TEXT BLOCK:
■ ■ ■ ■

I am stuck in a strange predicament. I need to generate UUIDs in my Linux program (which I distribute using RPMs). I do not want to add another dependency to my application by requiring the user to install libuuid (seems like libuuid isn't included in most Linux distros, like CentOS).

Isn't there a standard Linux system call which generates UUIDs (like say, in Windows there CoCreateGuid)? What does the command uuidgen use?

+1  A: 

Perhaps ooid will help? http://ooid.sourceforge.net/

Moron
A: 

No system call exists in POSIX to generate UUID, but I guess you can find somewhere a BSD/MIT code to generate the UUID. ooid is released under the Boost software license, which according to wikipedia, is a permissive license in the style of BSD/MIT. Then you can just paste it into your application, without any need to add dependencies.

Stefano Borini
+2  A: 

Is there any reason why you can't just link statically to libuuid?

caf
I use libuuid on Mac OS X too. It works well.
Dan
A: 

Thanks for all your comments!

I went through each one, and here's what suited my requirement the best:

What I needed was just plain time-based UUIDs which were generated from random numbers once for every user who installed the application. UUID version 4 as specified in RFC 4122 was exactly it. I went through a the algorithm suggested, and came up with a pretty simple solution which would work in Linux as well as Windows (Maybe its too simplistic, but it does satisfy the need!):

srand(time(NULL));

sprintf(strUuid, "%x%x-%x-%x-%x-%x%x%x", 
    rand(), rand(),                 // Generates a 64-bit Hex number
    rand(),                         // Generates a 32-bit Hex number
    ((rand() & 0x0fff) | 0x4000),   // Generates a 32-bit Hex number of the form 4xxx (4 indicates the UUID version)
    rand() % 0x3fff + 0x8000,       // Generates a 32-bit Hex number in the range [0x8000, 0xbfff]
    rand(), rand(), rand());        // Generates a 96-bit Hex number
themoondothshine

■ ■ ■ ■

Named region outline records:
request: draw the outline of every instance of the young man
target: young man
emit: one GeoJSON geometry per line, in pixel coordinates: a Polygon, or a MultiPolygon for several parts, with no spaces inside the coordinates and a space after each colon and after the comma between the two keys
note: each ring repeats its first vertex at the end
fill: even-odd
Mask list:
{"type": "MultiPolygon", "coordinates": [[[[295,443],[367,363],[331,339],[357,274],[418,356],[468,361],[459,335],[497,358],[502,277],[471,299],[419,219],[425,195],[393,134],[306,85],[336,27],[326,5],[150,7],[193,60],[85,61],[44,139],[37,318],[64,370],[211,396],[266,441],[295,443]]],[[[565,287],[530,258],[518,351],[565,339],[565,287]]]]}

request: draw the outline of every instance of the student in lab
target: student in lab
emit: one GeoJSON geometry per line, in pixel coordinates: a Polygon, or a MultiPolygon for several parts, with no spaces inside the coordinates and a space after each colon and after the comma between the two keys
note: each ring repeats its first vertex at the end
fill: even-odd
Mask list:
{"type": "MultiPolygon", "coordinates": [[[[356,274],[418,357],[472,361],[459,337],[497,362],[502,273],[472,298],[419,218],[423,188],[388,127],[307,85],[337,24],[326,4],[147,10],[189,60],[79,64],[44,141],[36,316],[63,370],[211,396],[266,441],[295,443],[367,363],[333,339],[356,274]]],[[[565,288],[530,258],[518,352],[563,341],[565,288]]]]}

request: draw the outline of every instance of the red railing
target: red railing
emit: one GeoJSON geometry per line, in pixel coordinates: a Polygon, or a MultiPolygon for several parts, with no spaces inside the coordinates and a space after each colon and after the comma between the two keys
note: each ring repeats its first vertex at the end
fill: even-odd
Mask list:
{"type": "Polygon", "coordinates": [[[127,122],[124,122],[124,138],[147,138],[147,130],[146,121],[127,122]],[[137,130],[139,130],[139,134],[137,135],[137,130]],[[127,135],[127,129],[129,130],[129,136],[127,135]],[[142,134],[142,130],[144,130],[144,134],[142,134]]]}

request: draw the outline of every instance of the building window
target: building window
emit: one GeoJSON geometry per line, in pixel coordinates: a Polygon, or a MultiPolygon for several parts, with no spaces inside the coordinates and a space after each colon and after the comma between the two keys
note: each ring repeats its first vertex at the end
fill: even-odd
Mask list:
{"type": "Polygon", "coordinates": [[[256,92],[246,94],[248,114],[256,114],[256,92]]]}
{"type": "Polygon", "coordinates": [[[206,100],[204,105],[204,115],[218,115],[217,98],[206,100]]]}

■ ■ ■ ■

WHAT IS REQUIRED: Decide whether each statement below agrees with the forum thread on generating UUIDs, answering yes or no and quoting the words from the thread that settle it. (a) The asker distributes the program using RPMs. (b) ooid is released under the GNU General Public License. (c) A reply states that POSIX provides a system call for generating UUIDs.

RESPONSE BELOW:
(a) Yes: "which I distribute using RPMs"
(b) No: "ooid is released under the Boost software license"
(c) No: "No system call exists in POSIX to generate UUID"